━━ Text section ━━

His room is located on the first floor of the white-washed DAMTP, which is understandably disabled friendly.

White steam puffed out of a dehumidifier, camouflaged by sea shells near his table.

Hawking sat in the middle of the room, with a team of nurses and aides watching.

There was a moment of awkwardness. Awed by the presence of this great man and my inability to deal with his disability, I felt uneasy and was privately ashamed of my reaction.

Perhaps sensing my hesitance, Lucy took her father’s hand and asked me to shake it.

“Dad, Wong has travelled all the way from Malaysia to meet you. He says he likes our books,” she said in an attempt to break the ice.

There was a long silence, punctuated only by the whirring and beeping sounds from his computer. I looked at the computer screen and could not be sure whether he was responding.

Numbers and words filled the screen, giving me the impression that he was doing many things at the same time, with various thoughts being flashed.

After a while, he responded, through the voice box, that he was glad that I liked the two children’s books on the universe that he had written with Lucy. There were smiles all around the room.

Lucy explained to me how the machine, which reportedly can only manage 15 words a minute, has been used to write e-mail and even to laboriously write his bestseller.

Malaysian student Vincent Tang, a first class honours graduate in physics who had joined me for the interview, told Hawking about the latest design for a similar voice synthesizer by the Cambridge university.

That seemed to interest Hawking more than my questions, and earned a response from him. After another question from me on how he felt about the fate of the earth, there was a longer silence. His face showed an agonised look, as if he was struggling with an answer, and his cheeks were twitching.

While waiting for his response, Lucy took the opportunity to show me around his office. Hawking, despite his intellectual capacity, is a man with a strong sense of humour.

In one interview, he was reportedly asked how he managed to father three children and he replied: “The disease only affects voluntary muscles.”

He has also told the media in an interview that he loves watching TV crime series and The Simpsons.

A figurine of him sitting in a wheel chair, specially made for him as a gift by the producers of the TV cartoon show, sits proudly on his table. It is one of his favourite ornaments. There are more caricatures of him with the Simpsons characters. Hawking has appeared in cameo roles in the series.

There is also a picture on the wall of a grinning and delighted Hawking with a super-imposed visual of a very sexy Marilyn Monroe. The late actress remains one of his idols.

━━━
━━ Input data ━━

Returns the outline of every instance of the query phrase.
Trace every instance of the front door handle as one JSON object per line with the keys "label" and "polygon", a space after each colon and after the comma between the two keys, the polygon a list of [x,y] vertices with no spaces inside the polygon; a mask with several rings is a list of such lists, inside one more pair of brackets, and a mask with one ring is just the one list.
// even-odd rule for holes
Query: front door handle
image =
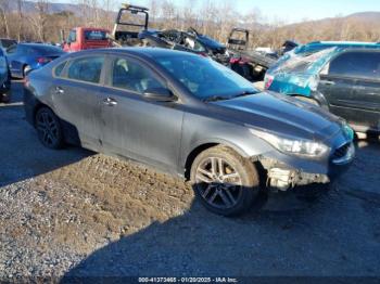
{"label": "front door handle", "polygon": [[56,94],[64,94],[65,91],[61,87],[55,87],[55,93]]}
{"label": "front door handle", "polygon": [[106,98],[103,100],[103,104],[105,104],[107,106],[115,106],[117,104],[117,101],[115,99],[112,99],[112,98]]}
{"label": "front door handle", "polygon": [[334,86],[335,82],[334,81],[330,81],[330,80],[320,80],[319,82],[326,85],[326,86]]}

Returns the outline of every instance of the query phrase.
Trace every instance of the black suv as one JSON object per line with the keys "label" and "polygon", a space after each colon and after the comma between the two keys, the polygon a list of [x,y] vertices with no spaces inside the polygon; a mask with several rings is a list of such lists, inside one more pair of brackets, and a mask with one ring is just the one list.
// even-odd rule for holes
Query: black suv
{"label": "black suv", "polygon": [[358,132],[380,132],[380,50],[346,50],[320,73],[316,95]]}

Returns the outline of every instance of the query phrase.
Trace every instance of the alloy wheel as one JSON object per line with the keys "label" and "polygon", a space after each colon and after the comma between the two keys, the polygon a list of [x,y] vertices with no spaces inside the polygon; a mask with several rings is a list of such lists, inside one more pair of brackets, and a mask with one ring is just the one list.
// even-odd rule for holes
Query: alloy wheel
{"label": "alloy wheel", "polygon": [[36,117],[36,128],[38,134],[47,146],[53,146],[59,141],[59,125],[55,117],[53,117],[49,112],[39,112]]}
{"label": "alloy wheel", "polygon": [[207,157],[199,164],[195,175],[201,197],[213,207],[233,207],[242,193],[239,172],[224,158]]}

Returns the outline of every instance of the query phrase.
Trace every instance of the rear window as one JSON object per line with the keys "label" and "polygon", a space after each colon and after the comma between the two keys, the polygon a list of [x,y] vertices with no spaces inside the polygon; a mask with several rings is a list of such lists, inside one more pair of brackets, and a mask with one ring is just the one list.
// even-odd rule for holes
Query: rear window
{"label": "rear window", "polygon": [[106,33],[103,30],[85,30],[85,40],[106,40]]}
{"label": "rear window", "polygon": [[79,81],[98,83],[103,63],[103,56],[88,56],[74,60],[68,67],[67,77]]}
{"label": "rear window", "polygon": [[33,53],[38,53],[38,54],[62,54],[65,53],[62,49],[53,47],[53,46],[41,46],[37,47],[34,46],[30,48]]}
{"label": "rear window", "polygon": [[343,53],[330,63],[329,75],[380,79],[380,53]]}
{"label": "rear window", "polygon": [[9,47],[11,47],[13,44],[17,44],[17,41],[15,41],[13,39],[1,39],[0,42],[4,49],[8,49]]}
{"label": "rear window", "polygon": [[63,62],[63,63],[61,63],[60,65],[58,65],[55,68],[54,68],[54,76],[55,77],[61,77],[61,75],[62,75],[62,72],[63,72],[63,69],[65,68],[65,66],[66,66],[66,61],[65,62]]}

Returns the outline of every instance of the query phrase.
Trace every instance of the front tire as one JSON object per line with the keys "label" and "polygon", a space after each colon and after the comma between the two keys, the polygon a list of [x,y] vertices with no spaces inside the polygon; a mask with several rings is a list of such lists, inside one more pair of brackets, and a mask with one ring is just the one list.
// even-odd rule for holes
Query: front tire
{"label": "front tire", "polygon": [[35,126],[39,141],[49,149],[61,149],[63,146],[63,132],[61,121],[48,107],[37,111]]}
{"label": "front tire", "polygon": [[25,65],[23,68],[23,78],[25,78],[31,72],[31,67],[29,65]]}
{"label": "front tire", "polygon": [[307,102],[307,103],[309,103],[309,104],[317,105],[317,106],[320,107],[319,102],[317,102],[317,101],[314,100],[314,99],[306,98],[306,96],[303,96],[303,95],[295,95],[294,98],[297,99],[297,100],[300,100],[300,101]]}
{"label": "front tire", "polygon": [[8,104],[11,101],[11,95],[9,92],[1,93],[0,92],[0,103]]}
{"label": "front tire", "polygon": [[195,158],[191,183],[201,203],[223,216],[246,211],[259,193],[253,163],[225,146],[211,147]]}

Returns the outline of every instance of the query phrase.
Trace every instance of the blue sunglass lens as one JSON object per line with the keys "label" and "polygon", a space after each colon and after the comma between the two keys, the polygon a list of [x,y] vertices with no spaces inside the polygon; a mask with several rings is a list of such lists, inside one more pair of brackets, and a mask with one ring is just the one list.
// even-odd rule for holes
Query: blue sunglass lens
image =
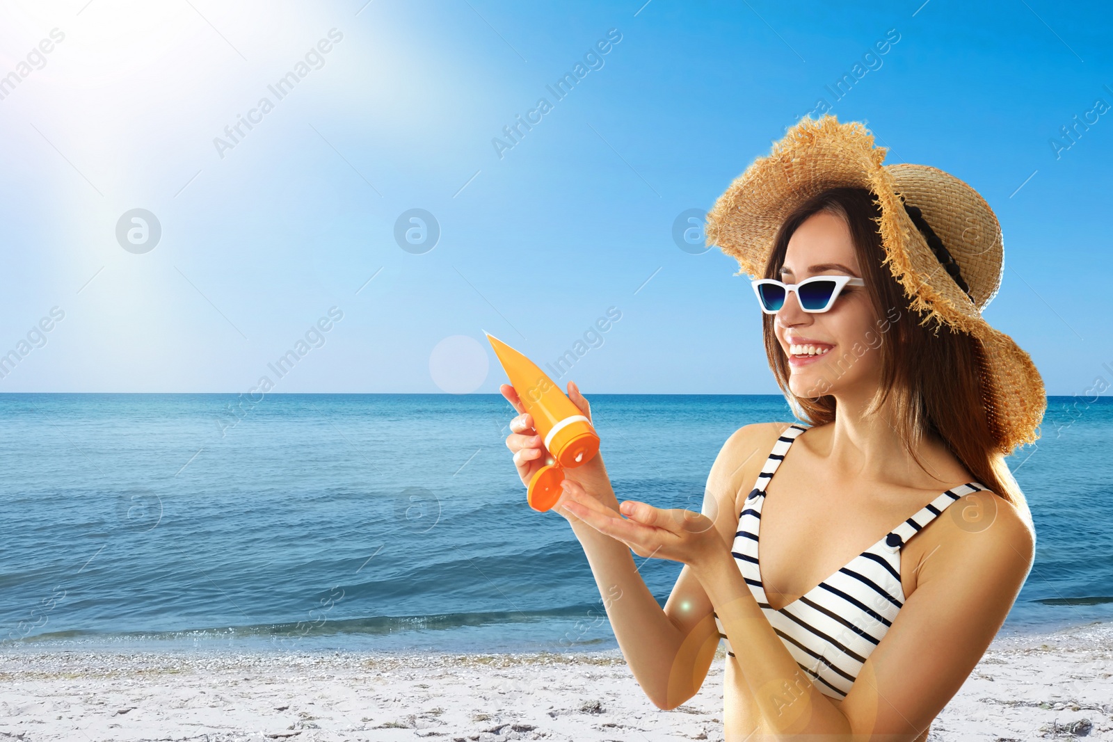
{"label": "blue sunglass lens", "polygon": [[761,284],[758,286],[758,294],[761,296],[761,304],[769,311],[777,311],[785,306],[785,289],[776,284]]}
{"label": "blue sunglass lens", "polygon": [[805,309],[823,309],[830,301],[834,293],[835,281],[833,280],[816,280],[797,289],[800,306]]}

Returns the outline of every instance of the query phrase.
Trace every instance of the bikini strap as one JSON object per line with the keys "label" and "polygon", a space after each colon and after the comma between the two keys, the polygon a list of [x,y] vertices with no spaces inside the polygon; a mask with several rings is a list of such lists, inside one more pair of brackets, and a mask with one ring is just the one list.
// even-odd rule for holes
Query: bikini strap
{"label": "bikini strap", "polygon": [[754,485],[754,489],[750,492],[747,499],[752,499],[759,495],[765,496],[765,488],[769,486],[769,481],[772,479],[774,473],[780,463],[785,461],[785,454],[788,453],[789,447],[796,437],[807,431],[808,428],[802,425],[789,425],[785,428],[785,432],[780,434],[777,438],[777,443],[772,445],[772,452],[769,454],[769,458],[766,459],[765,466],[761,467],[761,473],[758,474],[758,481]]}
{"label": "bikini strap", "polygon": [[969,484],[961,484],[954,489],[947,489],[945,493],[924,505],[915,515],[910,518],[893,528],[886,536],[885,543],[881,544],[890,554],[895,554],[900,551],[900,547],[905,543],[915,536],[920,530],[924,528],[928,523],[935,520],[937,515],[947,509],[947,507],[957,499],[962,499],[966,495],[973,492],[979,492],[985,489],[985,485],[971,482]]}

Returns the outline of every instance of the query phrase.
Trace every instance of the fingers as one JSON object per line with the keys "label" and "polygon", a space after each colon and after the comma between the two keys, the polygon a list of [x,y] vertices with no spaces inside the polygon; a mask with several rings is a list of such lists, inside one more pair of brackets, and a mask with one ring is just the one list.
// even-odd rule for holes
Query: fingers
{"label": "fingers", "polygon": [[510,429],[514,433],[523,433],[525,435],[533,435],[536,433],[536,431],[533,429],[533,416],[529,413],[524,413],[511,419]]}
{"label": "fingers", "polygon": [[514,452],[514,466],[524,471],[530,462],[538,461],[542,455],[541,448],[519,448]]}

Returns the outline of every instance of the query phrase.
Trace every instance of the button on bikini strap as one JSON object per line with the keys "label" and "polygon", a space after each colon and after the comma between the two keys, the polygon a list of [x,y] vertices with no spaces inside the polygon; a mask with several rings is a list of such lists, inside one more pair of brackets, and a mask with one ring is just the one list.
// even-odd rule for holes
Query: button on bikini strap
{"label": "button on bikini strap", "polygon": [[915,536],[924,526],[935,520],[943,511],[957,499],[961,499],[964,495],[968,495],[972,492],[978,492],[985,489],[985,487],[977,482],[972,482],[969,484],[963,484],[954,489],[947,489],[945,493],[933,499],[927,505],[924,505],[915,515],[910,518],[893,528],[885,536],[884,547],[889,551],[889,553],[896,553],[904,546],[909,538]]}
{"label": "button on bikini strap", "polygon": [[796,437],[807,431],[808,428],[802,425],[789,425],[780,437],[777,438],[777,443],[772,446],[772,453],[769,454],[769,458],[766,459],[765,466],[761,467],[761,473],[758,474],[757,485],[754,491],[750,492],[747,499],[757,497],[758,495],[765,494],[765,488],[769,485],[769,481],[772,479],[774,473],[780,463],[785,461],[785,454],[788,453],[789,446],[796,441]]}

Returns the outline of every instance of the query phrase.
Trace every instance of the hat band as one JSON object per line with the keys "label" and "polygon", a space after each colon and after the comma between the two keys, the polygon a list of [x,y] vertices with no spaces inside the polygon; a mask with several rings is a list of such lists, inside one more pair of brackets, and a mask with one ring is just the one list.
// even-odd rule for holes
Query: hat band
{"label": "hat band", "polygon": [[971,296],[969,286],[966,285],[966,281],[963,279],[963,276],[958,270],[958,264],[955,263],[955,258],[951,255],[951,250],[946,248],[943,240],[939,239],[939,236],[935,234],[930,226],[928,226],[927,220],[924,218],[924,212],[920,211],[919,207],[909,206],[908,202],[904,200],[904,196],[900,197],[900,202],[904,205],[905,211],[908,212],[908,217],[912,219],[912,222],[916,225],[916,229],[924,235],[927,246],[930,247],[932,251],[935,254],[935,259],[938,260],[939,265],[942,265],[951,277],[955,279],[955,283],[958,284],[958,288],[963,289],[966,296],[969,296],[973,300],[974,297]]}

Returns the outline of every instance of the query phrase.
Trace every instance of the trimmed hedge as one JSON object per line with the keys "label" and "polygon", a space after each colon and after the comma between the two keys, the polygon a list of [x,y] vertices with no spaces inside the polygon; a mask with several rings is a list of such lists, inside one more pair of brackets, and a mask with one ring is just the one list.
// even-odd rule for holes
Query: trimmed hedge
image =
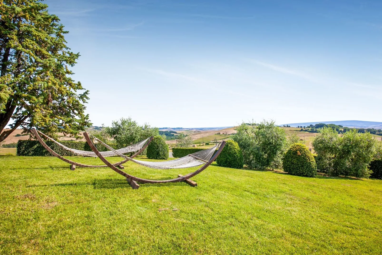
{"label": "trimmed hedge", "polygon": [[[203,148],[172,148],[172,156],[174,158],[183,158],[189,154],[192,154],[201,150],[205,150]],[[215,153],[217,151],[215,150]]]}
{"label": "trimmed hedge", "polygon": [[151,159],[168,158],[168,145],[160,136],[155,136],[147,147],[147,157]]}
{"label": "trimmed hedge", "polygon": [[369,168],[373,171],[370,177],[382,179],[382,160],[373,160],[370,163],[370,166]]}
{"label": "trimmed hedge", "polygon": [[[45,142],[52,149],[61,156],[74,156],[71,152],[65,150],[60,146],[52,141]],[[71,149],[91,151],[90,146],[84,142],[69,142],[60,141],[60,143]],[[117,149],[115,144],[109,144],[114,149]],[[97,145],[97,149],[99,151],[106,151],[109,150],[102,144]],[[17,142],[16,155],[18,156],[53,156],[45,148],[42,147],[37,140],[20,140]]]}
{"label": "trimmed hedge", "polygon": [[243,153],[238,143],[231,140],[225,146],[216,159],[218,165],[231,168],[243,168]]}
{"label": "trimmed hedge", "polygon": [[291,175],[313,177],[317,173],[316,160],[308,147],[299,143],[293,144],[283,160],[284,171]]}

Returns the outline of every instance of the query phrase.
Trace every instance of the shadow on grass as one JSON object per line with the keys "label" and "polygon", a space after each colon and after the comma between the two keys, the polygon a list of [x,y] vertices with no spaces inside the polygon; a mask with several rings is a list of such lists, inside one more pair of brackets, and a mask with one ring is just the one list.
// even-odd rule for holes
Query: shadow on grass
{"label": "shadow on grass", "polygon": [[96,190],[116,189],[118,188],[130,187],[130,185],[125,180],[118,179],[96,179],[92,183]]}
{"label": "shadow on grass", "polygon": [[[272,172],[274,173],[278,173],[278,174],[281,175],[290,175],[288,173],[278,171],[273,171]],[[298,176],[298,175],[293,175],[293,176]],[[349,177],[346,176],[330,176],[330,175],[327,175],[323,173],[317,173],[317,175],[314,177],[307,177],[305,176],[300,176],[300,177],[304,177],[306,178],[318,178],[319,179],[334,179],[335,180],[349,180],[352,181],[364,181],[363,179],[362,178],[358,178],[357,177]]]}
{"label": "shadow on grass", "polygon": [[81,186],[92,185],[93,183],[77,183],[75,182],[68,183],[54,183],[53,184],[42,184],[41,185],[29,185],[27,186],[28,188],[33,187],[57,187],[57,186]]}
{"label": "shadow on grass", "polygon": [[[181,185],[187,185],[184,181],[178,182],[167,182],[163,183],[138,183],[141,187],[142,186],[168,186]],[[96,189],[116,189],[119,188],[130,188],[130,185],[124,179],[97,179],[94,180],[92,185]]]}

━━━

• _Task instructions_
1. List every person named in the account of the Hawking interview.
2. According to the account of the Hawking interview, why did the writer feel uneasy when the meeting began?
3. From the account of the Hawking interview, quote the passage between "Numbers and words" and "around the room.", inclusive.

• _List of solutions_
1. Hawking, Lucy, Wong, Vincent Tang, Marilyn Monroe

2. The writer was awed by the presence of Hawking and unable to deal with his disability. This reaction also left the writer privately ashamed.

3.
Numbers and words filled the screen, giving me the impression that he was doing many things at the same time, with various thoughts being flashed.

After a while, he responded, through the voice box, that he was glad that I liked the two children’s books on the universe that he had written with Lucy. There were smiles all around the room.